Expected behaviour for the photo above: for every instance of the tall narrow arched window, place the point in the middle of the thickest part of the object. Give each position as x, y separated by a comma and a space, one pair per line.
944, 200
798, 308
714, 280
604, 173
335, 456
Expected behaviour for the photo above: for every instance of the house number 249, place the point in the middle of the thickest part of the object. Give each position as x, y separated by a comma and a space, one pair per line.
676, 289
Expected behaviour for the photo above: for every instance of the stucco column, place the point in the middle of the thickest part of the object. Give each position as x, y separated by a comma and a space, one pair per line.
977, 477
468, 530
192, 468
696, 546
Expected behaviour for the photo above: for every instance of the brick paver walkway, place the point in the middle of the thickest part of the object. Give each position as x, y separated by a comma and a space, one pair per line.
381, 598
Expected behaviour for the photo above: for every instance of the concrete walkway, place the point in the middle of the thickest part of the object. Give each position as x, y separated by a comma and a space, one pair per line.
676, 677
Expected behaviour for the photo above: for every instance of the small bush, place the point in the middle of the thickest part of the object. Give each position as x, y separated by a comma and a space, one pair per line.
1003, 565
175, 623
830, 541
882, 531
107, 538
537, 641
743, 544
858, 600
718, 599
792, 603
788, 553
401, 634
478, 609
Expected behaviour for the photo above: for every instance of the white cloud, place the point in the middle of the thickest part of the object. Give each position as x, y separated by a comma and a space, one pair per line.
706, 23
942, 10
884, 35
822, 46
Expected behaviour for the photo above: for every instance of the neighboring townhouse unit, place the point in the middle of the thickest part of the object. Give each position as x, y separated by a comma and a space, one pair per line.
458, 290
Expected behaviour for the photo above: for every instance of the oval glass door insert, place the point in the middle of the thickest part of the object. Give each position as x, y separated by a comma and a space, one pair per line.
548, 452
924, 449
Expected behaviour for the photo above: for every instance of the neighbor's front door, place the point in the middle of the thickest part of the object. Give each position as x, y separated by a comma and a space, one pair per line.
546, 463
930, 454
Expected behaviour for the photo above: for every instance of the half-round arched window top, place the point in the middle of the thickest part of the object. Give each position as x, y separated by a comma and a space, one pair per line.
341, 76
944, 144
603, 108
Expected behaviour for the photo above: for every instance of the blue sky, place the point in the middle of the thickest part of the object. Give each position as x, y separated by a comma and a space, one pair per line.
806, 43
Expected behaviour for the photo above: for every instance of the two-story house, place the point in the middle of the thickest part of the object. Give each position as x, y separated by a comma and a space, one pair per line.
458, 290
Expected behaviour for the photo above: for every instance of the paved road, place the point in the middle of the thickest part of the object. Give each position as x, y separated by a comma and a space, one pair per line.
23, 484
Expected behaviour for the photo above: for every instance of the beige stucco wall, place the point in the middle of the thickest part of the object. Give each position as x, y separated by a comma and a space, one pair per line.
== == ==
WHAT THIS TASK INVOLVES – Every line of the records above needs to be given again exactly.

THE ANSWER –
Expected behaviour for the photo above: for every instance of the tall narrow arched window, place the point in the middle of the thickest part of the object. Give each position as x, y separated by a comma and a space, one pair per line.
944, 200
798, 308
714, 280
604, 173
335, 456
Expected behaviour for the photo above: for every instance of the house number 249, place the point in the middle of the thickest part of the object. Give each position as x, y separated by a comma and a space, one pair per line.
676, 289
Expected behaviour for the photo above: for every instance of the stucco column, place the point in the middle of the thickest part of the object. Give each position as x, y separated by a comma and a space, one pair per line.
977, 477
468, 530
192, 468
696, 546
Expected behaviour for the photo above: for every instance of the brick paver walkway, place the point in the middle of the thickest part of the object. Give each position as x, y separated by a comma and a space, one pair per line.
381, 598
Expected behaviour for the photo above: for every instance of the concrete walkway, place the point in the middle of the thickest part of the object. Give each position as x, y separated by a comma and a space, one pair per line.
676, 677
Expected behaviour for the photo above: for every instance of the small bush, place the point in the middle of the thickest part of the object. Give each position as x, y separated by a comma and a space, one pair per line.
1003, 565
175, 623
830, 541
882, 531
107, 538
537, 641
743, 544
858, 600
718, 599
792, 603
788, 553
401, 634
478, 609
Expected behaviour for the photo above: for every instance of the white cloud, place the point in the middle of the thickest part of the object. Give each position as x, y separated by a comma and a space, one pair per line.
706, 23
942, 10
884, 35
822, 46
Expected behaviour for the photo above: for every instance of the neighboring townhouse unit, place the point in the middle of the thickest part of the object. Give each position as x, y separated by a comma and a space, one pair per line.
458, 290
Expected behaviour for the photo above: for every instance of the oval glass door insert, place the point in the middle of the thickest part of the object. Give each position as x, y separated by a comma and a space, one pair per line.
548, 452
924, 449
Expected behaviour for the photo above: for every instance of the neighbor's front door, place the point in the middle of the thickest part of the object. Give each position as x, y separated by a comma and a space, one pair per line.
546, 463
930, 454
Expected behaviour for the photo above: for every instance of the half-round arched window top, place the point in the middle of the thickest part of the object. Give each position as x, y separated by a comma and a space, one pair per line.
341, 76
944, 144
603, 108
Expected behaviour for the photo above: for every instance of the blue sky, place the point in the middle of the thickest part of the object. Give each position as x, y separated by a comma and a space, one pair per line.
806, 43
Expected behaviour for the photo above: for every instance of the two-story house, place the point in the middle of the thickest part of the object. Give each position as x, y separated by a comma and a space, one pair per line.
458, 290
Expected behaviour for the photo above: for every instance of the paved road, place the point in the middle of the thickest part of the object. Give each position as x, y separated by a comma and a space, one pair per line.
23, 484
Expected behaviour for the photo above: for every instance of the beige stucco wall, place the point in the middle of the thickest part of the object. Give each position as x, y separated by a comma and a space, one pair per line.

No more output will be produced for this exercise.